** Begin **

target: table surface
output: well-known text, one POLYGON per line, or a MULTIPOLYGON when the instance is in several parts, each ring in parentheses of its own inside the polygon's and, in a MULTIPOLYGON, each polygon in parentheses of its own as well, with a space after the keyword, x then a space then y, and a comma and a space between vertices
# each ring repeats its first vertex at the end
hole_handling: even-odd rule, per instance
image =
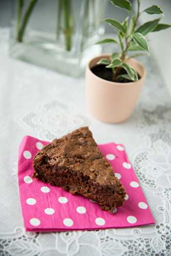
POLYGON ((10 58, 9 30, 0 32, 0 254, 139 256, 162 255, 165 250, 170 255, 171 100, 154 57, 142 59, 147 75, 131 117, 122 124, 105 124, 86 113, 83 78, 10 58), (98 143, 124 144, 156 224, 26 233, 17 177, 23 137, 51 140, 84 125, 90 126, 98 143))

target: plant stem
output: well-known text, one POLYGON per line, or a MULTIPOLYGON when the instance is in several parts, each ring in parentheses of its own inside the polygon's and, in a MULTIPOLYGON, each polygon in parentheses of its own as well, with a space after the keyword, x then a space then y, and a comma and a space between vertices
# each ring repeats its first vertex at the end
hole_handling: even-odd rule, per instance
POLYGON ((73 29, 71 0, 63 0, 62 4, 65 27, 63 31, 65 34, 66 48, 67 51, 70 51, 71 49, 71 36, 73 29))
POLYGON ((57 2, 57 28, 56 28, 56 39, 59 37, 60 30, 61 29, 61 7, 62 0, 58 0, 57 2))
POLYGON ((17 40, 18 42, 22 42, 23 35, 25 33, 27 24, 29 20, 32 10, 38 0, 31 0, 23 17, 23 24, 19 26, 17 33, 17 40))
MULTIPOLYGON (((137 0, 137 3, 138 3, 138 8, 137 8, 137 14, 136 15, 136 18, 135 19, 135 22, 134 24, 134 26, 133 28, 133 31, 132 33, 134 33, 135 32, 136 25, 137 24, 138 19, 138 18, 139 17, 139 16, 140 15, 140 0, 137 0)), ((130 44, 131 42, 132 38, 131 38, 130 40, 129 40, 130 36, 129 35, 126 34, 125 35, 125 48, 124 50, 122 50, 122 54, 121 56, 121 59, 122 60, 123 62, 124 62, 125 60, 127 53, 129 50, 129 47, 130 46, 130 44)), ((113 80, 114 81, 115 79, 118 76, 118 75, 119 75, 120 70, 121 69, 121 67, 118 67, 116 69, 114 69, 114 70, 113 70, 113 80)))
MULTIPOLYGON (((139 17, 139 16, 140 15, 140 0, 137 0, 137 3, 138 3, 137 14, 137 15, 136 15, 136 18, 135 22, 134 23, 133 28, 133 30, 132 30, 133 34, 135 32, 135 29, 136 29, 136 26, 137 26, 137 22, 138 22, 138 18, 139 17)), ((126 35, 126 36, 125 36, 125 45, 126 45, 126 47, 125 47, 125 49, 123 51, 122 53, 122 55, 121 55, 121 59, 122 59, 122 60, 123 61, 124 61, 124 60, 125 60, 125 59, 126 58, 126 54, 127 54, 127 51, 128 51, 128 49, 129 49, 129 48, 130 47, 130 44, 131 44, 131 39, 132 39, 132 38, 131 38, 131 40, 129 40, 129 36, 127 35, 126 35)))
POLYGON ((20 23, 21 22, 23 7, 23 0, 17 0, 17 21, 16 25, 17 33, 18 33, 20 23))

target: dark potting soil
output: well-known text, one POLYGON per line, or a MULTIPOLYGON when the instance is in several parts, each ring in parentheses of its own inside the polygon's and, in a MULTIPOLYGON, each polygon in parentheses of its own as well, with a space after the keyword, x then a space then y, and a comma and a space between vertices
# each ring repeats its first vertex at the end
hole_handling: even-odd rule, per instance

** End **

### Instructions to follow
Please rewrite every line of the data above as a Markdown table with two columns, Row and Entry, numbering the rows and skipping blank lines. Leave the pictures out.

### Worked solution
| Row | Entry |
|---|---|
| 1 | target: table surface |
| 2 | output: well-known text, one POLYGON per line, or a MULTIPOLYGON when the instance is in several parts, each ring in parentheses of its own inside the polygon's and, in a MULTIPOLYGON, each polygon in parentheses of its own as well, with a space after the keyword, x then a space then y, and a comma and a space between vertices |
| 3 | # each ring repeats its first vertex at the end |
| 4 | hole_handling: even-odd rule, per instance |
| 5 | image = |
| 6 | POLYGON ((10 58, 9 30, 0 32, 0 254, 139 256, 162 255, 165 250, 170 255, 171 100, 154 57, 142 59, 147 75, 131 117, 122 124, 105 124, 86 113, 83 78, 10 58), (98 143, 124 144, 156 224, 26 233, 17 177, 23 137, 51 140, 84 125, 90 126, 98 143)) |
| 7 | target: plant stem |
| 8 | output: well-known text, one POLYGON per line, or a MULTIPOLYGON when the instance is in several parts, each ring in parentheses of its own inside the polygon's and, in a MULTIPOLYGON, each polygon in parentheses of its own as well, with a space after the keyword, x then a space then y, and a comma and a space between vertices |
| 9 | # each ring repeats its first vertex at the end |
| 10 | hole_handling: even-odd rule, per instance |
| 11 | POLYGON ((73 29, 71 0, 63 0, 62 4, 65 27, 63 31, 65 34, 66 48, 67 51, 70 51, 71 49, 71 36, 73 29)) |
| 12 | POLYGON ((57 2, 57 28, 56 28, 56 39, 59 37, 60 30, 61 29, 61 7, 62 0, 58 0, 57 2)) |
| 13 | POLYGON ((17 40, 18 42, 22 42, 23 35, 25 33, 27 24, 29 20, 32 10, 38 0, 31 0, 23 17, 23 24, 19 26, 17 33, 17 40)) |
| 14 | MULTIPOLYGON (((137 0, 137 3, 138 3, 138 8, 137 8, 137 14, 136 15, 136 18, 135 19, 135 22, 134 24, 134 26, 133 28, 133 31, 132 33, 134 33, 135 32, 136 25, 137 24, 138 19, 138 18, 139 17, 139 16, 140 15, 140 0, 137 0)), ((130 44, 131 42, 132 38, 131 38, 130 40, 129 40, 130 36, 129 35, 126 34, 125 35, 125 48, 124 50, 122 50, 122 54, 121 56, 121 59, 122 60, 123 62, 124 62, 125 60, 127 53, 129 50, 129 47, 130 46, 130 44)), ((113 80, 114 81, 115 79, 118 76, 118 75, 119 75, 120 70, 121 69, 121 67, 118 67, 116 69, 114 69, 114 70, 113 70, 113 80))) |
| 15 | MULTIPOLYGON (((139 17, 139 16, 140 15, 140 0, 137 0, 137 3, 138 3, 137 14, 137 15, 136 15, 136 18, 135 22, 134 23, 133 28, 133 30, 132 30, 133 34, 135 32, 135 29, 136 29, 136 26, 137 26, 137 22, 138 22, 138 18, 139 17)), ((126 35, 126 36, 125 36, 125 45, 126 45, 126 47, 125 47, 125 49, 123 51, 122 53, 122 55, 121 55, 121 59, 122 59, 122 60, 123 61, 124 61, 124 60, 125 60, 125 59, 126 58, 126 54, 127 54, 127 51, 128 51, 128 49, 129 49, 129 48, 130 47, 130 44, 131 44, 131 39, 132 39, 132 38, 131 38, 131 40, 129 40, 129 36, 127 35, 126 35))) |
| 16 | POLYGON ((20 23, 21 22, 23 7, 23 0, 17 0, 17 21, 16 25, 17 33, 18 33, 20 23)) |
| 17 | target: dark potting soil |
| 18 | output: well-known text, one POLYGON per line, or a MULTIPOLYGON when the instance is in several parts, each ring in parentheses of its own inside the polygon's and, in a MULTIPOLYGON, each polygon in parentheses of its own as well, with a space after the keyword, x then a space then y, and a comma and a space between vertices |
| 19 | # each ring repeats its first vertex at the end |
| 20 | hole_handling: even-odd rule, per instance |